▶ **Zu lesender Auszug**:
Abhängig von Moskau

DDR-Außenpolitik in engen Grenzen

  • Hans Voß
  • Lesedauer: 3 Min.

Kaum noch zu zählen sind die Publikationen, die sich mit der Geschichte der DDR befassen. Dabei dominierten lange Zeit solche, die mit dem Ziel verfasst wurden, zu ihrer Delegitimierung beizutragen. Angesichts dessen verwundert es nicht, dass ein solches weites Feld wie die Außenpolitik zunächst fast unterbelichtet erschien.

Seit einiger Zeit hat sich das Bild gewandelt. Gründliche Untersuchungen genereller Linien der internationalen Aktivitäten der DDR und Dokumentenbände erschienen. Auch Zeitzeugen meldeten sich zu Wort. So hat der »Verband für internationale Politik und Völkerrecht e.V.«, dem hauptsächlich ehemalige DDR-Diplomaten angehören, seine Mitglieder zur Darstellung ihrer Kenntnisse und Erfahrungen animiert. Eine »Blaue Reihe« wurde begründet, die das Vorgehen der DDR in bestimmten außenpolitischen Zusammenhängen erfasst. Auch »Kurioses« aus der DDR-Diplomatie fehlt nicht. Und das alles nicht nostalgisch verklärt.

Auf die nun vorliegenden Originalakten und Dokumentenbände sowie die Kapazitäten des »Instituts für Zeitgeschichte München-Berlin« konnte sich Hermann Wentker stützen. Er untersuchte die Stellung der DDR im internationalen System von 1949 bis 1989. Dem gewählten Titel von den engen Grenzen der Außenpolitik der DDR entspricht es, wenn er deren Abhängigkeitsverhältnis von der Sowjetunion in den Mittelpunkt seiner Abhandlung gestellt hat. Der Autor spricht der DDR – sieht man von der Endphase ihrer Existenz ab – weitgehend Handlungsfähigkeit ab. Moskau habe stets versucht, den Spielraum der DDR, insbesondere im Verhältnis zur Bundesrepublik einzuengen. Einen weiteren Schwerpunkt stellen die deutsch-deutschen Beziehungen dar. Die fast zwanghafte Fixierung auf die BRD, das Wechselverhältnis zwischen dem Kampf um internationale Anerkennung und Abgrenzung von der BRD einerseits und die Notwendigkeit wirtschaftlicher und finanzieller Verflechtungen andererseits, zeigen, in welchem Dilemma sich die DDR stets befand.

▶ **Aufgabe 1**:
Beantworten Sie anhand des Auszugs über die DDR-Außenpolitik:
(a) Welchem Verband gehören hauptsächlich ehemalige DDR-Diplomaten an?
(b) Welchen Zeitraum umfasst Hermann Wentkers Untersuchung der Stellung der DDR im internationalen System?
(c) Welche Abhängigkeit der DDR stellt Wentker in den Mittelpunkt seiner Abhandlung?
▶ **Aufgabe 2**: Wie lautet der Abschnitt des Auszugs über die DDR-Außenpolitik, beginnend bei „DDR-Außenpolitik in engen“ und weiter bis „fast unterbelichtet erschien.“, wenn Sie darin „Publikationen“ durch „Veröffentlichungen“ ersetzen?
▶ **Aufgabe 3**: Wie könnte der Auszug über die DDR-Außenpolitik weitergehen? Setzen Sie ihn nach seinem letzten Satz fort.

▶ **Vorliegende Daten**:

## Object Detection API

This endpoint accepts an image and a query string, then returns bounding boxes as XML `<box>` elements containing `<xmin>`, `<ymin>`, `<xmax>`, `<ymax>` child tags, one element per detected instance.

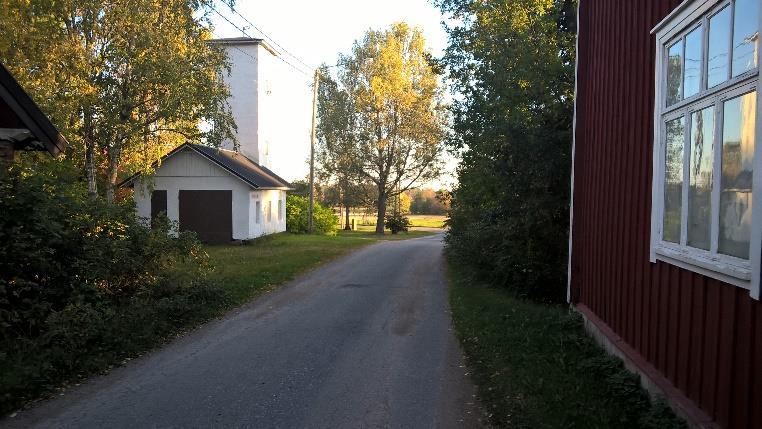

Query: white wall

▶ **Schriftliche Antwort 1**:
(a) Dem »Verband für internationale Politik und Völkerrecht e.V.«
(b) Die Jahre 1949 bis 1989.
(c) Ihre Abhängigkeit von der Sowjetunion.

▶ **Schriftliche Antwort 2**:
DDR-Außenpolitik in engen Grenzen

  • Hans Voß
  • Lesedauer: 3 Min.

Kaum noch zu zählen sind die Veröffentlichungen, die sich mit der Geschichte der DDR befassen. Dabei dominierten lange Zeit solche, die mit dem Ziel verfasst wurden, zu ihrer Delegitimierung beizutragen. Angesichts dessen verwundert es nicht, dass ein solches weites Feld wie die Außenpolitik zunächst fast unterbelichtet erschien.

▶ **Schriftliche Antwort 3**:
Kenntnisreich und informativ sind die Kapitel, die sich mit den Beziehungen der DDR zu den Nachbarstaaten, vor allem zu Polen, befassen. Besondere Beachtung erfahren diejenigen Staaten Asiens, des Nahen Ostens und Afrikas, die für die DDR Schwerpunktländer in ihrem Bemühen um Durchbrechung der Hallstein-Doktrin waren. Ausführliche Angaben über die Strukturen und Verantwortlichkeiten im außenpolitischen Apparat ergänzen die inhaltlichen Wertungen. Natürlich kann man vom Autor nicht erwarten, dass er der DDR und ihrer internationalen Politik Sympathien entgegenbringt. Doch verbaut eine zur Schau gestellte Antipathie gelegentlich den Blick auf deren schwierige Existenzbedingungen sowie auf jene Felder, in denen die DDR im östlichen Bündnis eine Vorreiterrolle übernommen hatte, etwa bei Fragen der Sicherheit und Zusammenarbeit in Europa, Entspannung und Abrüstung.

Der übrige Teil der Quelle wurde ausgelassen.